* Статья:
********************
ББК 63.3(2)53
С. В. Трофименко
Китайский купец в Монголии глазами русских предпринимателей и исследователей (вторая половина XIX - начало XX в.)*
S.V Trofimenko
Chinese Merchant in Mongolia, from the Point of View of Russian Entrepreneurs and Researchers (the Second Half of the XIXth -the Beginning of the XXth Centuries)
Изучено отношение к китайским купцам, с которыми контактировали в Монголии русские предприниматели, военные и исследователи во второй половине XIX - начале XX в. Доказано, что обычно это отношение было субъективным, однобоким и негативным. При этом российские исследователи отмечали предприимчивость китайцев, высоко оценивали их роль в экономике Монголии.
Ключевые слова: Монголия, китайцы, китайский купец, образ.
The author studies the attitude to Chinese merchants with whom Russian businessmen, servicemen and researchers got in touch in the Mongolia at the second half of XIXth - the beginning of XXth centuries. It is proved that usually the attitude to Chinese merchants was very subjective, one-sided and negative. But, nevertheless, almost all Russian researchers marked business qualities of Chineses, highly estimated their role in economy of Mongolia.
Key words: Mongolia, Chineses, Chinese Merchants, Image.
Во второй половине XIX в. Монголия, как и другие северные окраины Цинской империи, становится объектом пристального внимания соседней России. Резко возрастает дипломатическая активность, организуются разнообразные исследовательские экспедиции (часто с участием военного ведомства), активизируется деятельность частного торгового капитала. Анализируя ситуацию в Монголии, мало кто из русских чиновников, исследователей, торговцев обходил вниманием положение и деятельность здесь китайских купцов. Они расценивались как соперники России в борьбе за влияние на местное население, как экономическая агентура Англии, США, Германии, Франции, Японии, как мощные конкуренты для русских предпринимателей.
Сформировался большой корпус текстов, где положение и деятельность китайских купцов в Монголии описывается, анализируется, оценивается. Для данной статьи особенно важен последний аспект -через взгляд российских современников на китайских купцов, на сформировавшийся тогда их образ, можно много узнать не только о тех, кого описывают и оценивают, но и о тех, кто этим занимается. Отсюда и
основная задача - реконструировать не столько сами характеристики этой группы, сколько то, как они виделись не слишком доброжелательными глазами российских современников.
Все они признавали исключительное место китайцев в экономике Монголии. По словам А. Баранова, «полной непроизводительностью края воспользовались китайцы и взяли на себя снабжение монгол всем необходимым для их жизни и домашнего обихода» [1, с. 33]. Поэтому понятен пристальный интерес к численности китайцев вообще и купцов в особенности, их правовому статусу, механизмам и приемам экономической деятельности, образу жизни.
********************
* Исходные записи:

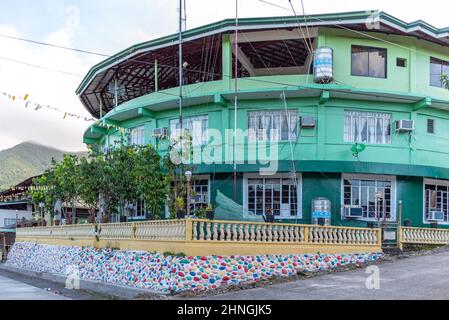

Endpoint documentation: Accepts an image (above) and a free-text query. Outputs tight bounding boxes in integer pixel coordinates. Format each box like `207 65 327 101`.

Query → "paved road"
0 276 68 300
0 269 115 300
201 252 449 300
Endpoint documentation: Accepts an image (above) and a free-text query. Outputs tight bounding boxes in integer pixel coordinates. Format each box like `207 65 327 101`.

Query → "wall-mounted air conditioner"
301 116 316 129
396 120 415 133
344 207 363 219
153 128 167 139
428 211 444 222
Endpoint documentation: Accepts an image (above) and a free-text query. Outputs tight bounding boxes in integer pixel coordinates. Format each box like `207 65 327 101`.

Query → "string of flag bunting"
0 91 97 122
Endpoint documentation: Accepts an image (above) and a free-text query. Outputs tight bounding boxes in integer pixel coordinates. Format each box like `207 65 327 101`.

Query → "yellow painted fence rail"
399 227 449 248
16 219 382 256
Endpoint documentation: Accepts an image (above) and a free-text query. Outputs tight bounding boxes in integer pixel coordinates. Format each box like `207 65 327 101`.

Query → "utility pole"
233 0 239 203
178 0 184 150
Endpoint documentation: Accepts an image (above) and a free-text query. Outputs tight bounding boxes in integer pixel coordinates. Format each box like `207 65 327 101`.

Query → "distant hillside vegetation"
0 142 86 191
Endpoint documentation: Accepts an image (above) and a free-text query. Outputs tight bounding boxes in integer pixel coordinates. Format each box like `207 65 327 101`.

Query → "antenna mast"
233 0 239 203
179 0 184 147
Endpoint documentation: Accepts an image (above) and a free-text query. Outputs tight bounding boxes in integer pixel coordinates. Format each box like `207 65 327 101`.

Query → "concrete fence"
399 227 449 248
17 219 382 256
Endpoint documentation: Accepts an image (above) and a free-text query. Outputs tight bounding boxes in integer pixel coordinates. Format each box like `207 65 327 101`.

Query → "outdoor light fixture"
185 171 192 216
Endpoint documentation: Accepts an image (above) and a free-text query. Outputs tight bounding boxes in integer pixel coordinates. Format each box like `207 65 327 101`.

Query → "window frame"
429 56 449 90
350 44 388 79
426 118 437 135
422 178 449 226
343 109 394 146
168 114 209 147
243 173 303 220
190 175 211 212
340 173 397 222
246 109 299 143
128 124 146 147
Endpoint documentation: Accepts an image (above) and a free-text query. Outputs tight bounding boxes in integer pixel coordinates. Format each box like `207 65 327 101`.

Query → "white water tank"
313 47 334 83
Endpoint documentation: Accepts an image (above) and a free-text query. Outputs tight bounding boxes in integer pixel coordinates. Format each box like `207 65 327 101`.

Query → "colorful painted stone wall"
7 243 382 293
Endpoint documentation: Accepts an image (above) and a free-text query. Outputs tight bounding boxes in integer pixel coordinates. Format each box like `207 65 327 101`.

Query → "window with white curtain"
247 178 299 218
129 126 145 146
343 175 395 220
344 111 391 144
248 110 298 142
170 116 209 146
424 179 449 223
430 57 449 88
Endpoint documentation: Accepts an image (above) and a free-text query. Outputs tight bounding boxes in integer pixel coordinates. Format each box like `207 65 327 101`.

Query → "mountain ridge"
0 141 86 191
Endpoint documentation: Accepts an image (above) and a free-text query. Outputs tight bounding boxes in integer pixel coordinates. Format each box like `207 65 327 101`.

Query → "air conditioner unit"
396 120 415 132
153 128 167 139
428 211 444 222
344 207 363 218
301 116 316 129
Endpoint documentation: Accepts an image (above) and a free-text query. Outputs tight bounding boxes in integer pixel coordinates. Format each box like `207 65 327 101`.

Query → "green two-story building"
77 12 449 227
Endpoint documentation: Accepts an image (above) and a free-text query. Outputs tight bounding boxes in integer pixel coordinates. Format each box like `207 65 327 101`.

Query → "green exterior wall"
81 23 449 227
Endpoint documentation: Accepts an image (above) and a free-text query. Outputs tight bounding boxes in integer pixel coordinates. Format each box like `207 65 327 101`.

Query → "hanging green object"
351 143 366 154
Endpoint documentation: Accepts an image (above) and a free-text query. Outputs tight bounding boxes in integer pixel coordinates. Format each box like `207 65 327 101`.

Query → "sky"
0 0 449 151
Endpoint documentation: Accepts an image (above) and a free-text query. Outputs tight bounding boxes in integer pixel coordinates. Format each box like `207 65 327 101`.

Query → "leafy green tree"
********************
* Задания:
[a] В одном–трех предложениях объясните, почему российские современники, судя по статье о китайских купцах в Монголии, пристально интересовались численностью китайцев, их правовым статусом и образом жизни.
[b] Каким, согласно выводу статьи о китайских купцах в Монголии, обычно было отношение к ним русских предпринимателей, военных и исследователей?

* Ответы по заданиям:
[a] Российские чиновники, исследователи и торговцы признавали исключительное место китайцев в экономике Монголии. По словам А. Баранова, китайцы воспользовались полной непроизводительностью края и взяли на себя снабжение монголов всем необходимым для жизни и домашнего обихода.

[b] Субъективным, однобоким и негативным.